-- PROVIDED INFORMATION start --

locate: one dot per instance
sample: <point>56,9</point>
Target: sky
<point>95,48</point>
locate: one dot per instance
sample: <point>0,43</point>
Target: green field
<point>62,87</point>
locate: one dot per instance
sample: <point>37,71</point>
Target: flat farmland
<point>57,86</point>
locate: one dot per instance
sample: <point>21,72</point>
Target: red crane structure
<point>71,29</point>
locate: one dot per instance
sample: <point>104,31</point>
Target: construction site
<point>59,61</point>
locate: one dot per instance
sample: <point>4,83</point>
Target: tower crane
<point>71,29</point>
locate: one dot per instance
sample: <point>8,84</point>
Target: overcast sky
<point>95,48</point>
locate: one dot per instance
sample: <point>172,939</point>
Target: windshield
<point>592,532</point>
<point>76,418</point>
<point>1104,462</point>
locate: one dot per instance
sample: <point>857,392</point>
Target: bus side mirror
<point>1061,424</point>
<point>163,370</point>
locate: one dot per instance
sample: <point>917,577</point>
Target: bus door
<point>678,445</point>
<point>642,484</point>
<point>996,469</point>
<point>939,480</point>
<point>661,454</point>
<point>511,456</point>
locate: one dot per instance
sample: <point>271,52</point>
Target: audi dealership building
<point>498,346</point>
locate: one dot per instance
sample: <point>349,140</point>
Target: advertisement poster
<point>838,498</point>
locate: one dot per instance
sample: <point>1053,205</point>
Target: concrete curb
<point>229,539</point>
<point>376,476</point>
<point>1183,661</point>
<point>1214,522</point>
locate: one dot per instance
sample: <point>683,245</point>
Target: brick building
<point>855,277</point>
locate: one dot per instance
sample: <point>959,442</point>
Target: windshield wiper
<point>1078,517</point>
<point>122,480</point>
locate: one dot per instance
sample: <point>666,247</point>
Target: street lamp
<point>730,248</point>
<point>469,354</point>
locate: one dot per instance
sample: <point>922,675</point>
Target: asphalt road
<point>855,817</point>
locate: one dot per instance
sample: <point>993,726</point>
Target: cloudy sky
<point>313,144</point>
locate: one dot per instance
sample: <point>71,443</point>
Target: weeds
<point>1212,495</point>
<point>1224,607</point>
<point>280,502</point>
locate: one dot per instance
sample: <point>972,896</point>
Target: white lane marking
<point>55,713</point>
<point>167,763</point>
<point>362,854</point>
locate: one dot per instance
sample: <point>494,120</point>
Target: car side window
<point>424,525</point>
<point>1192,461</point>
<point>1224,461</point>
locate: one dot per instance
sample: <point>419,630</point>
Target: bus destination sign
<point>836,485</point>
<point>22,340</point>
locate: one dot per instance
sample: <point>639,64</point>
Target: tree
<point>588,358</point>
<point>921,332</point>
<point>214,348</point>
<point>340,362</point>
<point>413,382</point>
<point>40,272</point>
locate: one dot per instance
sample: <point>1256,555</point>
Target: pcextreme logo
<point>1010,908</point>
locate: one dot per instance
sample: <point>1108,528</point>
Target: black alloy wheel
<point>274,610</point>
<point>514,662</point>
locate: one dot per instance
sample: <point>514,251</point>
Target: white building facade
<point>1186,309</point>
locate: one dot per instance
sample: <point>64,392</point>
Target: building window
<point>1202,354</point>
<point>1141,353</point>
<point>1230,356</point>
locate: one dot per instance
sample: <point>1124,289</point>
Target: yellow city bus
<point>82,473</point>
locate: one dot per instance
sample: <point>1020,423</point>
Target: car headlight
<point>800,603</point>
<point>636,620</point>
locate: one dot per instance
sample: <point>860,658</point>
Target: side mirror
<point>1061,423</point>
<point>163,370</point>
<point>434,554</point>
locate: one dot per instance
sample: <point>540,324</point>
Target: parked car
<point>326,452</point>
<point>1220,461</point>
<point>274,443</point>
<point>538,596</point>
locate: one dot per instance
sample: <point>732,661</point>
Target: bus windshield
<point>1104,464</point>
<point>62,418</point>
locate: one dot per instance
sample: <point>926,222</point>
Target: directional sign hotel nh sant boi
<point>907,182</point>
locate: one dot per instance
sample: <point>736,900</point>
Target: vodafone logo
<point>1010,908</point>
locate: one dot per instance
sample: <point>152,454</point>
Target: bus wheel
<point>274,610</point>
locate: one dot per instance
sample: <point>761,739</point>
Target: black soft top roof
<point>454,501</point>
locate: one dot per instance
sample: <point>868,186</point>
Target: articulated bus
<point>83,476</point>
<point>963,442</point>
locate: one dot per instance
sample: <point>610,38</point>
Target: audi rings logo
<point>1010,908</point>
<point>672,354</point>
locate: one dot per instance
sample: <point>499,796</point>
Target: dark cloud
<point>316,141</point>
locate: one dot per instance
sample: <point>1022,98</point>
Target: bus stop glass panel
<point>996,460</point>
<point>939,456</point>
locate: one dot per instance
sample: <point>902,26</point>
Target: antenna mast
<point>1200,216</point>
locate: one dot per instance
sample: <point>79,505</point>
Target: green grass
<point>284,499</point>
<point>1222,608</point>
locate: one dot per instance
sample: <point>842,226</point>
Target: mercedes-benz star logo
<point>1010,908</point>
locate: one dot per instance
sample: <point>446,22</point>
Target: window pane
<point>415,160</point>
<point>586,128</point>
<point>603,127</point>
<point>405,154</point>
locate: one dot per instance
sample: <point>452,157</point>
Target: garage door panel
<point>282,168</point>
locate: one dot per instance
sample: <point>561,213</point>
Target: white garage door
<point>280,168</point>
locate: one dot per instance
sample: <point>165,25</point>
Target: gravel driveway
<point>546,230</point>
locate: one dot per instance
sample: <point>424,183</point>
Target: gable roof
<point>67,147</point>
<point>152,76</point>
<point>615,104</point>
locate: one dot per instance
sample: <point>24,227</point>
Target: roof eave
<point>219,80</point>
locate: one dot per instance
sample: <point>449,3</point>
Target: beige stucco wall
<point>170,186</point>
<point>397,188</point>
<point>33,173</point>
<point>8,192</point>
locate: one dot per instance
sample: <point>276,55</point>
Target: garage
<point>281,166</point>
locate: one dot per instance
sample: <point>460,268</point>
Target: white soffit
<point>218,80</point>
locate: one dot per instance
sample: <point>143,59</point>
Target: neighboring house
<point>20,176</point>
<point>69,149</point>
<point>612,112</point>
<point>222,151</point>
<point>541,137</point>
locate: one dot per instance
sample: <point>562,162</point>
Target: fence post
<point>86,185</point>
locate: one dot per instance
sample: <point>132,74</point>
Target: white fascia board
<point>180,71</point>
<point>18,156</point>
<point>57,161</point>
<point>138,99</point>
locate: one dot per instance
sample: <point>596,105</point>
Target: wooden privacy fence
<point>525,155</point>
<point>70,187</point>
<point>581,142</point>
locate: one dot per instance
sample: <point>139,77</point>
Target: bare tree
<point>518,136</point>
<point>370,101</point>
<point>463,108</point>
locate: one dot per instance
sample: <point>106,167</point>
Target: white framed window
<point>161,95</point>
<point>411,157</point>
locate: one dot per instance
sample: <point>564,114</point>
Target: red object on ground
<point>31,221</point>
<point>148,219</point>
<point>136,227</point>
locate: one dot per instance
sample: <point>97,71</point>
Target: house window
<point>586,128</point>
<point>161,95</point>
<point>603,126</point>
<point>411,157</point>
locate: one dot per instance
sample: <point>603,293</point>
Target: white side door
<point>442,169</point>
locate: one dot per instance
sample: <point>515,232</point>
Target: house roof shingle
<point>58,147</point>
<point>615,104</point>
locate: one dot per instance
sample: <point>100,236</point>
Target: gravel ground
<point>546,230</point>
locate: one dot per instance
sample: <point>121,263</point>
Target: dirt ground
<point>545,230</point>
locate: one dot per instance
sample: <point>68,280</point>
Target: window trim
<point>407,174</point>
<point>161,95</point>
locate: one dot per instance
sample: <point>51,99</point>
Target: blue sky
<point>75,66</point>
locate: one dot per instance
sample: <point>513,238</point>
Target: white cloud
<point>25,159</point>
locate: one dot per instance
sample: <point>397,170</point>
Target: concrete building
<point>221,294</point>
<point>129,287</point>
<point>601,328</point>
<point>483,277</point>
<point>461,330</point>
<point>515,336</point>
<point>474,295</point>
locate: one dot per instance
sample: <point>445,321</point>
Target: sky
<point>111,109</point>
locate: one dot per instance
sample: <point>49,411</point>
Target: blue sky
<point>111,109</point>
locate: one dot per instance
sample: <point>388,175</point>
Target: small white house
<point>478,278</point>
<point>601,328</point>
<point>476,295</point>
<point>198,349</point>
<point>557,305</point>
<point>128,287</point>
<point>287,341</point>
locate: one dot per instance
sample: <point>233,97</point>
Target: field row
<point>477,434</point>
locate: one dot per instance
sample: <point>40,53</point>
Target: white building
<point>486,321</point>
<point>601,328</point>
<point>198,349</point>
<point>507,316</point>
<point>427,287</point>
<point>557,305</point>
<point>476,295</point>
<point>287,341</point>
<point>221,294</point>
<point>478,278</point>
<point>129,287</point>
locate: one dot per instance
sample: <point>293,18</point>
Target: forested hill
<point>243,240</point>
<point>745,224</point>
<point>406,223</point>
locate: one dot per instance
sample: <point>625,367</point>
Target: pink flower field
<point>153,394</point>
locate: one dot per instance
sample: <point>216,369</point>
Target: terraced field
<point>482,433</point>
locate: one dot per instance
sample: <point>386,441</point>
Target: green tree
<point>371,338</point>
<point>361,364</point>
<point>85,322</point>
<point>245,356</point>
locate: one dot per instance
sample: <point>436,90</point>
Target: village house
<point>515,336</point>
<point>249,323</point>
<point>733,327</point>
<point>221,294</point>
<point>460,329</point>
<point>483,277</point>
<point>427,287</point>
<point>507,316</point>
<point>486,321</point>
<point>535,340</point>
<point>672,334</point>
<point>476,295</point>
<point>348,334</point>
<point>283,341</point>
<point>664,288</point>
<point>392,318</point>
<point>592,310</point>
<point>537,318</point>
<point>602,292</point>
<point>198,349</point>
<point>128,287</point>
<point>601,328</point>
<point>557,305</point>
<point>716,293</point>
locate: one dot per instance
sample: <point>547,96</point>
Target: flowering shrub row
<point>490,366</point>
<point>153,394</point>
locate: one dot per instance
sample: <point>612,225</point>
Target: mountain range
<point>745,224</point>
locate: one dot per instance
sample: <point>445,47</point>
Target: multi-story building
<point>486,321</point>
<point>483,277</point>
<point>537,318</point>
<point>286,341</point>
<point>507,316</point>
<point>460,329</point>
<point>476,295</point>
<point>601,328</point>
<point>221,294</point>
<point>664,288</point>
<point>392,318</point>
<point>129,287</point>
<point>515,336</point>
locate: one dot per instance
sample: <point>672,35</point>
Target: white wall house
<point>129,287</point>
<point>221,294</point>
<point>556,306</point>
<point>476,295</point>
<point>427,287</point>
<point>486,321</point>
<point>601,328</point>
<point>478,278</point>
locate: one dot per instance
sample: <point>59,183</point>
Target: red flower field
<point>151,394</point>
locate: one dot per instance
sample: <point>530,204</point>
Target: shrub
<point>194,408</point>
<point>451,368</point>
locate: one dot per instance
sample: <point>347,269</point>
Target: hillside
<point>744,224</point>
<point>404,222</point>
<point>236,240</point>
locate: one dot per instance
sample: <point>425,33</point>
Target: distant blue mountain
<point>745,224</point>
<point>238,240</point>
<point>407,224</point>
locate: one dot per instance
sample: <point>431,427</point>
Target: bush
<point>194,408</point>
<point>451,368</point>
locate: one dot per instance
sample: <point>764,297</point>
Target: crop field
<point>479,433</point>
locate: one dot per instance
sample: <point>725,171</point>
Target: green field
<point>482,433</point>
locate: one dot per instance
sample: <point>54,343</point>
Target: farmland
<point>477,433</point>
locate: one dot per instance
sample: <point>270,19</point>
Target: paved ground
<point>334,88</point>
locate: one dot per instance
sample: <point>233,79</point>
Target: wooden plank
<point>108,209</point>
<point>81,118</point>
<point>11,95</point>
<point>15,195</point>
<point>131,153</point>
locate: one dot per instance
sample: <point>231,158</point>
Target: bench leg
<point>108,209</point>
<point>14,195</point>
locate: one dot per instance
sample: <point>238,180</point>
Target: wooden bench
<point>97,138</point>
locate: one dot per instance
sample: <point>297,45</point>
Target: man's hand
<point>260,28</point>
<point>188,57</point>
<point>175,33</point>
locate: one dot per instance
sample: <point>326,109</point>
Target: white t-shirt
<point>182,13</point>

-- PROVIDED INFORMATION end --

* EXERCISE AIM
Please copy the listing above, starting with its first line and going on through the line with "<point>469,354</point>", and offset each coordinate in the answer points by 113 while leaving every other line unchanged.

* FULL OUTPUT
locate: one dot per instance
sample: <point>56,9</point>
Target: sky
<point>208,161</point>
locate: one dot per instance
sample: <point>0,43</point>
Target: green field
<point>175,200</point>
locate: one dot per instance
sample: <point>37,71</point>
Target: flat farmland
<point>170,199</point>
locate: one dot per instance
sample: <point>21,72</point>
Target: red crane structure
<point>184,142</point>
locate: one dot per instance
sample: <point>104,31</point>
Target: construction site
<point>172,174</point>
locate: one dot per instance
sample: <point>4,83</point>
Target: tower crane
<point>184,142</point>
locate: one dot per instance
sample: <point>8,84</point>
Target: overcast sky
<point>208,161</point>
locate: one dot per instance
sample: <point>172,939</point>
Target: windshield
<point>705,645</point>
<point>189,531</point>
<point>1217,575</point>
locate: one dot per instance
sample: <point>857,392</point>
Target: bus side mirror
<point>1174,537</point>
<point>276,483</point>
locate: one dot per instance
sample: <point>917,577</point>
Target: bus door
<point>791,558</point>
<point>755,597</point>
<point>1109,582</point>
<point>1052,593</point>
<point>774,567</point>
<point>624,569</point>
locate: one dot per instance
sample: <point>271,52</point>
Target: audi dealership building
<point>611,459</point>
locate: one dot per instance
sample: <point>349,140</point>
Target: advertisement poster
<point>951,611</point>
locate: one dot per instance
sample: <point>1053,205</point>
Target: concrete curb
<point>342,652</point>
<point>489,589</point>
<point>1296,774</point>
<point>1327,635</point>
locate: one dot per instance
sample: <point>683,245</point>
Target: brick building
<point>968,390</point>
locate: one dot per instance
sample: <point>959,442</point>
Target: windshield wiper
<point>1191,630</point>
<point>235,593</point>
locate: one dot per instance
sample: <point>666,247</point>
Target: street lamp
<point>843,361</point>
<point>582,467</point>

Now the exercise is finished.